■ EXERCISE ■
Render as a Markdown table with the columns Row and Entry the lines of the data starting at the line that contains "[point] at the adidas logo on jersey" and stopping after the line that contains "(1059, 489)", with a running number in Row, the line itself in Entry, and no blank lines.

-------- GIVEN ENTRIES --------

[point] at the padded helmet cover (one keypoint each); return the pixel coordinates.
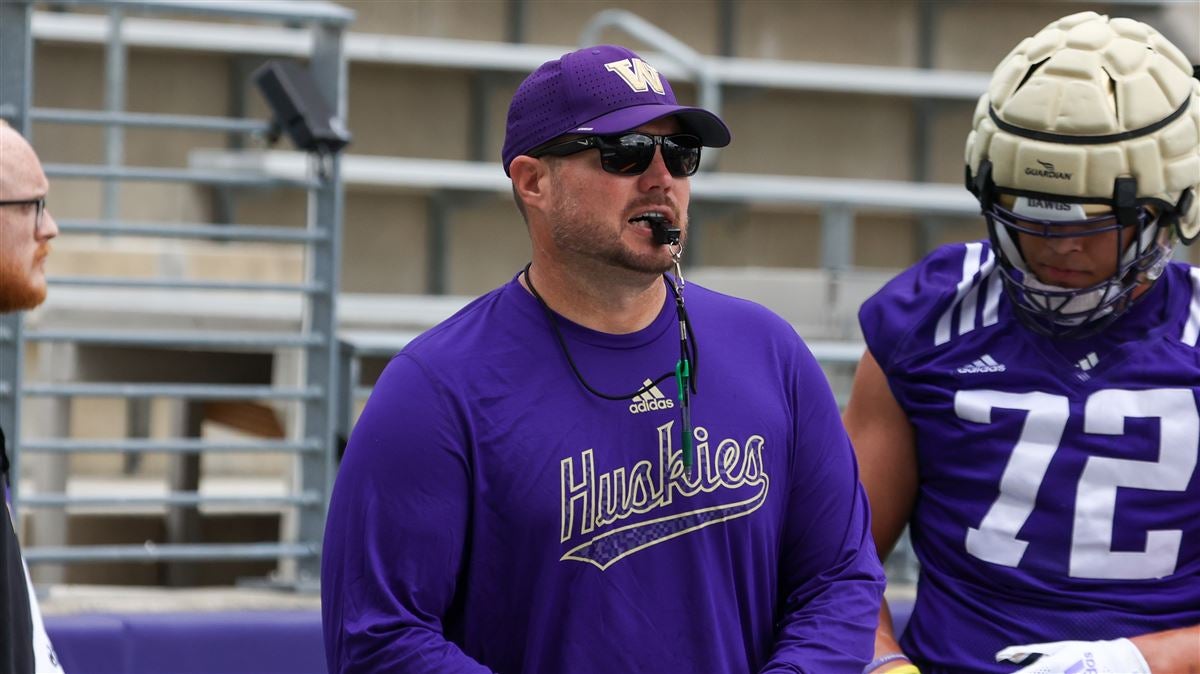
(1089, 100)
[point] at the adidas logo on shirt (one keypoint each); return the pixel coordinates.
(651, 399)
(983, 363)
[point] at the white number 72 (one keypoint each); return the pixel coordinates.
(1104, 414)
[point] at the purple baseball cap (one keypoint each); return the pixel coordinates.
(597, 91)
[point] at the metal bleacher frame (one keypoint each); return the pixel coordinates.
(313, 347)
(838, 199)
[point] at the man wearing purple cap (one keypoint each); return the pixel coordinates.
(555, 481)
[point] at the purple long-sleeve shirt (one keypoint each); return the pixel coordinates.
(493, 516)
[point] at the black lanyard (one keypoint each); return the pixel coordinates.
(685, 367)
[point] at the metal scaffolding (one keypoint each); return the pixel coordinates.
(311, 351)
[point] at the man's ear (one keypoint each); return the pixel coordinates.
(528, 181)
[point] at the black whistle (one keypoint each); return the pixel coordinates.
(663, 234)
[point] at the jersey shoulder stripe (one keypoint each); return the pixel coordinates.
(1192, 328)
(954, 290)
(978, 269)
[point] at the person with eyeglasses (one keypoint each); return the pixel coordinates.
(599, 467)
(1030, 404)
(25, 232)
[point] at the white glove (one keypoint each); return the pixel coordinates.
(1119, 656)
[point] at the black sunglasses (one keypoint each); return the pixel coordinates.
(630, 154)
(40, 203)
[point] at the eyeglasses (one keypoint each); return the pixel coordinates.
(630, 154)
(41, 209)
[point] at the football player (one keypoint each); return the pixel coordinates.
(1030, 404)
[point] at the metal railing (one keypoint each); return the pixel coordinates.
(312, 347)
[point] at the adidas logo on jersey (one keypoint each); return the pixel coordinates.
(651, 399)
(982, 365)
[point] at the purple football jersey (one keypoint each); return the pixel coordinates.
(493, 516)
(1059, 489)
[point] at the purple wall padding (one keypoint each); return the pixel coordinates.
(190, 643)
(270, 642)
(95, 644)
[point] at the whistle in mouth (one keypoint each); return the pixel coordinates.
(664, 234)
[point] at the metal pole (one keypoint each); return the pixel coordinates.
(114, 102)
(16, 96)
(324, 268)
(837, 238)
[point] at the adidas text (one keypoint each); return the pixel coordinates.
(982, 365)
(649, 405)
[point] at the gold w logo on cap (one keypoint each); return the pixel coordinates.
(637, 74)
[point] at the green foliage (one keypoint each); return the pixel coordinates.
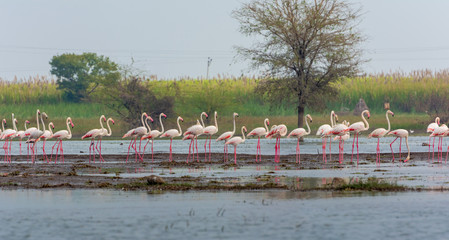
(80, 74)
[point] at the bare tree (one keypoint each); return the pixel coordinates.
(304, 45)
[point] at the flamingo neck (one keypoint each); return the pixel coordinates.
(216, 123)
(109, 128)
(37, 120)
(43, 124)
(201, 117)
(101, 124)
(308, 128)
(143, 122)
(388, 120)
(49, 129)
(332, 118)
(160, 121)
(266, 126)
(364, 120)
(179, 126)
(68, 128)
(233, 131)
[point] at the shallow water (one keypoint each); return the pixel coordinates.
(311, 145)
(102, 214)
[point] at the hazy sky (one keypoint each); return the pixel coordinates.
(174, 38)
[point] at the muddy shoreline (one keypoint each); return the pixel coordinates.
(108, 175)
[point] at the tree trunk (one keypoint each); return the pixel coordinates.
(301, 115)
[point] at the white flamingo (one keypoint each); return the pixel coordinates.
(47, 135)
(430, 128)
(195, 130)
(400, 133)
(21, 135)
(380, 133)
(299, 133)
(172, 133)
(259, 132)
(92, 134)
(209, 131)
(153, 134)
(277, 132)
(59, 136)
(357, 128)
(322, 131)
(137, 133)
(227, 135)
(235, 141)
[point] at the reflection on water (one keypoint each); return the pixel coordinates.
(311, 145)
(99, 214)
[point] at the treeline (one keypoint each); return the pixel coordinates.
(419, 91)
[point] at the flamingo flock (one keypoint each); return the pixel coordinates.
(334, 131)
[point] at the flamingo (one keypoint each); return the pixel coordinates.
(47, 135)
(430, 128)
(259, 132)
(400, 133)
(28, 132)
(137, 133)
(8, 135)
(227, 135)
(195, 130)
(104, 132)
(339, 130)
(357, 128)
(299, 133)
(60, 135)
(92, 134)
(21, 135)
(322, 130)
(36, 134)
(277, 132)
(235, 141)
(440, 133)
(173, 133)
(209, 131)
(153, 134)
(380, 133)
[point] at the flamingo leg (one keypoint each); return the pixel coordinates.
(235, 155)
(392, 147)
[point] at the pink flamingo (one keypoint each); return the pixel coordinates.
(153, 134)
(430, 128)
(47, 135)
(137, 133)
(440, 133)
(104, 132)
(227, 135)
(28, 132)
(400, 133)
(60, 135)
(357, 128)
(209, 131)
(339, 130)
(21, 135)
(322, 131)
(277, 132)
(259, 132)
(173, 133)
(235, 141)
(299, 133)
(380, 133)
(196, 130)
(8, 135)
(92, 134)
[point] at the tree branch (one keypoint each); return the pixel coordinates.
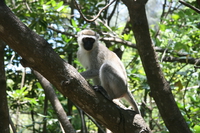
(160, 88)
(49, 92)
(91, 20)
(38, 55)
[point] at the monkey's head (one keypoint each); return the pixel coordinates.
(88, 39)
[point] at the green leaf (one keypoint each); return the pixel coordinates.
(197, 129)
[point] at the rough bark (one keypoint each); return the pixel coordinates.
(50, 93)
(4, 114)
(39, 55)
(160, 88)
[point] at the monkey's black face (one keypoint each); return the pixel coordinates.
(88, 43)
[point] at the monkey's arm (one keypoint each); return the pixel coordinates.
(91, 73)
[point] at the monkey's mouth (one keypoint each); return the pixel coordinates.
(88, 43)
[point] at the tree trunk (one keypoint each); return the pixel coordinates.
(4, 114)
(160, 88)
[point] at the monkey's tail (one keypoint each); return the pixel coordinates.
(128, 96)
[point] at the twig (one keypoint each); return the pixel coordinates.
(190, 6)
(91, 20)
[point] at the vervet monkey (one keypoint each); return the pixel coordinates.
(103, 66)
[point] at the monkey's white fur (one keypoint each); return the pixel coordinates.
(104, 67)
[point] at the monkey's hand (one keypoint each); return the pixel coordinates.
(101, 90)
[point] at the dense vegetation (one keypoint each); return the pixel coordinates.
(175, 32)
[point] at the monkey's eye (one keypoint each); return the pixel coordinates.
(88, 40)
(88, 43)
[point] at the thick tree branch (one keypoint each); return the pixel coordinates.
(91, 20)
(187, 60)
(49, 92)
(4, 114)
(39, 55)
(160, 88)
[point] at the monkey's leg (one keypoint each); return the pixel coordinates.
(131, 100)
(102, 91)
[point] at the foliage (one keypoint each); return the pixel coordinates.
(178, 32)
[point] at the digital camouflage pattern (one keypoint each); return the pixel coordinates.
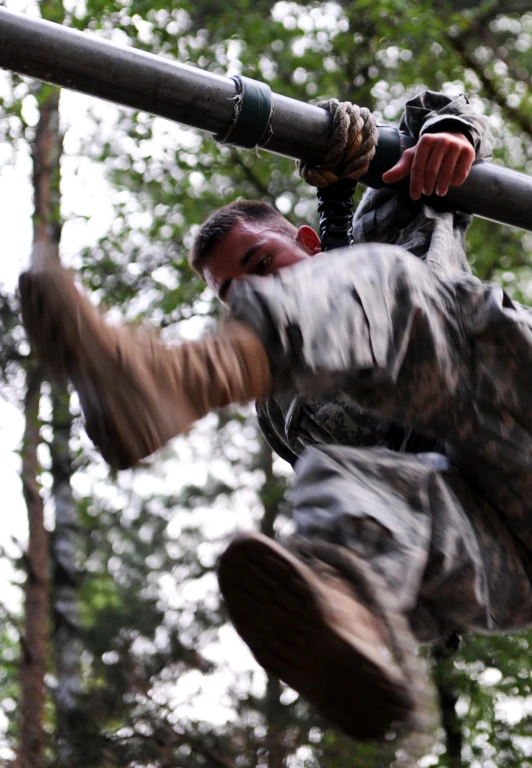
(421, 460)
(438, 237)
(447, 356)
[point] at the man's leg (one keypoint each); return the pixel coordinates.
(381, 538)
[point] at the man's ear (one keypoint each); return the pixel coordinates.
(308, 239)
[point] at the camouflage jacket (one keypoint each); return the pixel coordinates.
(290, 423)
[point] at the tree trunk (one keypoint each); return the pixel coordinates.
(46, 154)
(64, 552)
(33, 661)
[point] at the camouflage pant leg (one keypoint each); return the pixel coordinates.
(450, 357)
(443, 552)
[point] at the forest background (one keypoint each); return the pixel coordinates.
(117, 651)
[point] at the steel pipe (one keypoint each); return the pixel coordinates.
(199, 99)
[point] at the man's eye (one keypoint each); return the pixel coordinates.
(262, 266)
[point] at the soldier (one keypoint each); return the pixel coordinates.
(399, 383)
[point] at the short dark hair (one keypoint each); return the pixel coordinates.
(220, 222)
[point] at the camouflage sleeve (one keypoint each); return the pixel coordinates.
(431, 112)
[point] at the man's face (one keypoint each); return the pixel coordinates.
(256, 249)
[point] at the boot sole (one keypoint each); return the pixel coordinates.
(277, 612)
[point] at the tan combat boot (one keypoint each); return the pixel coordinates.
(135, 393)
(306, 626)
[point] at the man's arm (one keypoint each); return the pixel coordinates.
(450, 137)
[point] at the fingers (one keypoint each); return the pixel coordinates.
(436, 162)
(423, 151)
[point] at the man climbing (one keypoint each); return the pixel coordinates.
(398, 381)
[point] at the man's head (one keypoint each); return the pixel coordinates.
(248, 237)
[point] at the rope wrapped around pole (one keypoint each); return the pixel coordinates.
(351, 146)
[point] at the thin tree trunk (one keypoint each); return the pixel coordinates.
(46, 153)
(64, 552)
(33, 661)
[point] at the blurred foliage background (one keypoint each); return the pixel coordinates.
(120, 654)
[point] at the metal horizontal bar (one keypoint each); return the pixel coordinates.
(199, 99)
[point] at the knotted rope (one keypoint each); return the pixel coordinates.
(351, 146)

--------

■ FULL RESPONSE ■
| Row | Entry |
|---|---|
| 1 | [point] at the adidas logo on jersey (one keypoint each); return the pixel coordinates. |
| 2 | (651, 399) |
| 3 | (982, 365) |
| 4 | [point] at the purple football jersey (one keypoint each); return the pixel coordinates. |
| 5 | (493, 516) |
| 6 | (1059, 489) |